» **WHAT TO DO**:
Render every line of the records below as a Markdown table with the columns Row and Line, giving each line its own numbered row and leaving out blank lines.

* BEGIN *

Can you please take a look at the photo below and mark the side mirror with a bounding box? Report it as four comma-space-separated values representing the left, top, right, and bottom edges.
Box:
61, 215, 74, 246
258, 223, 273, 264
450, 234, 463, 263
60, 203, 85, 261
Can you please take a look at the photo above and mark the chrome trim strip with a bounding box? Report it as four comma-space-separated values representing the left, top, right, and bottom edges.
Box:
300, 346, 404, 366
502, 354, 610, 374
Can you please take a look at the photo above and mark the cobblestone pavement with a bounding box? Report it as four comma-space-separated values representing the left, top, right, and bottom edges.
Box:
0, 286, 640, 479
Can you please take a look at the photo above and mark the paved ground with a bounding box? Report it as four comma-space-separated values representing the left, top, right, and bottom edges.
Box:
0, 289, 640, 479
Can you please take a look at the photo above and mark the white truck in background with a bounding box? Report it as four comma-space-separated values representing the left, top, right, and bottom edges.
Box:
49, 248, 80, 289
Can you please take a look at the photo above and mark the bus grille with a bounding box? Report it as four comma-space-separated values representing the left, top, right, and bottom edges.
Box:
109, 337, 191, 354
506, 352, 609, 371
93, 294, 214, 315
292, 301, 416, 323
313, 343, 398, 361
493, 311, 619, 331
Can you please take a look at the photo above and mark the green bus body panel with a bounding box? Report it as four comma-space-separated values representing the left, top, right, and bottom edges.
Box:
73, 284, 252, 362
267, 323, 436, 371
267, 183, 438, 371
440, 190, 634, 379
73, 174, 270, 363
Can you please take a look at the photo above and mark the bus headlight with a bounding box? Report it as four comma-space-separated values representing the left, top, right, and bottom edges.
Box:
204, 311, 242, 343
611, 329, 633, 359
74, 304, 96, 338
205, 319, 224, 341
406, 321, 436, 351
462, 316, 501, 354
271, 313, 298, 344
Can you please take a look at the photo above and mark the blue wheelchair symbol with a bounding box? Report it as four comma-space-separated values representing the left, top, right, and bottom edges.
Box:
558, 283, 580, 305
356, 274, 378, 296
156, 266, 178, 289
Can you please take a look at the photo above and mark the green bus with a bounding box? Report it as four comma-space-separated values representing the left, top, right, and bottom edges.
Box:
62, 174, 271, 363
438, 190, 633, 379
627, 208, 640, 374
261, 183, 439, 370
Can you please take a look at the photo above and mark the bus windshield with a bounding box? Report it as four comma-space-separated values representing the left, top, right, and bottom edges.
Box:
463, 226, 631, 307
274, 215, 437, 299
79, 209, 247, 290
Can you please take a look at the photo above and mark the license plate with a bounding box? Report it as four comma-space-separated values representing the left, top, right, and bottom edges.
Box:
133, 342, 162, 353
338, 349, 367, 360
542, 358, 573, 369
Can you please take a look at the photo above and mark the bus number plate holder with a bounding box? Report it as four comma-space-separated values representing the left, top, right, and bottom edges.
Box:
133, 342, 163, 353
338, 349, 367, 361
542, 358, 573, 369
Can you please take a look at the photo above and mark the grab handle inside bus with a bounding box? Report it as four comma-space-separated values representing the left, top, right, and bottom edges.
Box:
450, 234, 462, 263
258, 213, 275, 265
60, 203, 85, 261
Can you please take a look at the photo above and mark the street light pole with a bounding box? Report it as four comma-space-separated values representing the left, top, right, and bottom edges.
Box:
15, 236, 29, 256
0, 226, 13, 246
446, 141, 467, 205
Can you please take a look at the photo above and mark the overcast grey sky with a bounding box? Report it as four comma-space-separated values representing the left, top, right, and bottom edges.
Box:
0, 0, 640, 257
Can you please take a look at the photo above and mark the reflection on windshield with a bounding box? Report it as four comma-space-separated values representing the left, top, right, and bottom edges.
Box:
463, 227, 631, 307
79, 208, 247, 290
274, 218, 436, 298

* END *

» **EXERCISE RESULT**:
| Row | Line |
|---|---|
| 1 | Can you please take a look at the photo below and mark the side mirror with a bounding box? Report it as four comma-space-separated values representing the left, top, right, and bottom edges. |
| 2 | Box: |
| 3 | 61, 215, 74, 246 |
| 4 | 258, 223, 273, 264 |
| 5 | 450, 234, 463, 263 |
| 6 | 60, 203, 85, 261 |
| 7 | Can you please take a look at the photo above and mark the chrome trim strip with a bounding box? Report it as four comma-space-separated values representing the left, top, right, and bottom edges. |
| 8 | Box: |
| 9 | 300, 346, 404, 366 |
| 10 | 502, 354, 610, 374 |
| 11 | Can you please take a look at the photo above and mark the cobblestone pavement with a bounding box? Report it as four comma-space-separated values representing the left, top, right, and bottom edges. |
| 12 | Box: |
| 13 | 0, 286, 640, 479 |
| 14 | Can you please take a look at the photo above and mark the paved ground with a bounding box? Report it as four comma-space-separated values representing the left, top, right, and bottom edges. |
| 15 | Box: |
| 16 | 0, 289, 640, 479 |
| 17 | Can you please take a look at the photo above and mark the white truck in background with a bounding box? Report it as four comma-space-separated values representing the left, top, right, and bottom edges. |
| 18 | Box: |
| 19 | 49, 248, 80, 289 |
| 20 | Can you please take a look at the photo above and mark the bus grille with a bounding box? Report it as four comma-space-separated values representing the left, top, right, and bottom edges. |
| 21 | Box: |
| 22 | 109, 337, 191, 354 |
| 23 | 506, 352, 609, 371 |
| 24 | 93, 294, 214, 315 |
| 25 | 292, 301, 416, 323 |
| 26 | 313, 343, 398, 361 |
| 27 | 493, 311, 619, 331 |
| 28 | Can you please take a look at the photo above and mark the green bus body panel with a bounding box? Report it as four comma-space-separated values representing the left, top, right, and bottom edges. |
| 29 | Box: |
| 30 | 73, 284, 252, 362 |
| 31 | 267, 323, 436, 371 |
| 32 | 267, 183, 438, 371 |
| 33 | 440, 190, 634, 379 |
| 34 | 73, 174, 270, 363 |
| 35 | Can you please take a look at the photo above and mark the bus headlight with a bounding box? Report it as four comma-space-separated values representing the left, top, right, and bottom edges. |
| 36 | Box: |
| 37 | 204, 311, 242, 343 |
| 38 | 611, 329, 633, 359 |
| 39 | 74, 304, 96, 338 |
| 40 | 205, 319, 224, 341 |
| 41 | 406, 321, 436, 351 |
| 42 | 462, 316, 501, 354 |
| 43 | 271, 313, 298, 344 |
| 44 | Can you please take a look at the photo above and mark the blue wheelchair symbol with a bounding box? Report it as four comma-space-separated values representing the left, top, right, and bottom edges. |
| 45 | Box: |
| 46 | 558, 283, 580, 305 |
| 47 | 356, 274, 378, 296 |
| 48 | 156, 266, 178, 289 |
| 49 | Can you please take a look at the photo above and mark the green bus with a bounding box? Report it as four comma-space-separated values representing the left, top, right, and bottom edges. |
| 50 | Box: |
| 51 | 62, 174, 271, 363 |
| 52 | 438, 190, 633, 379 |
| 53 | 627, 208, 640, 374 |
| 54 | 261, 183, 439, 370 |
| 55 | Can you please take a look at the photo above and mark the bus windshield with a bounding box? Report it as four comma-space-separated values representing the left, top, right, and bottom edges. |
| 56 | Box: |
| 57 | 463, 226, 631, 307 |
| 58 | 274, 215, 437, 299 |
| 59 | 79, 209, 247, 290 |
| 60 | Can you please take a look at the photo above and mark the license plate with a bounding box? Report it as four comma-space-separated values representing the left, top, right, and bottom edges. |
| 61 | Box: |
| 62 | 133, 342, 162, 353 |
| 63 | 338, 349, 367, 360 |
| 64 | 542, 358, 573, 369 |
| 65 | Can you please take a look at the photo above and mark the bus number plate holder with a bounding box? Report it as four comma-space-separated values representing the left, top, right, and bottom edges. |
| 66 | Box: |
| 67 | 133, 342, 163, 353 |
| 68 | 338, 349, 367, 361 |
| 69 | 542, 358, 573, 369 |
| 70 | Can you please take a look at the photo above and mark the grab handle inside bus with a bounding box? Report it as four comma-space-separated values representing the left, top, right, and bottom edges. |
| 71 | Box: |
| 72 | 450, 234, 462, 263 |
| 73 | 258, 213, 275, 265 |
| 74 | 60, 203, 85, 261 |
| 75 | Can you please take a look at the photo above and mark the street light pole with a bounding box? Report it as four comma-space-separated values representing the left, top, right, and bottom edges. |
| 76 | Box: |
| 77 | 15, 236, 29, 256 |
| 78 | 0, 226, 13, 246 |
| 79 | 446, 141, 467, 205 |
| 80 | Can you please take a look at the photo above and mark the overcast grey sky with a bounding box? Report it as four comma-space-separated values representing the left, top, right, and bottom edges. |
| 81 | Box: |
| 82 | 0, 0, 640, 257 |
| 83 | Can you please take a look at the photo above and mark the reflection on windshield with a bounding box? Report it as four comma-space-separated values representing the left, top, right, and bottom edges. |
| 84 | Box: |
| 85 | 463, 227, 631, 307 |
| 86 | 79, 208, 247, 290 |
| 87 | 274, 218, 436, 298 |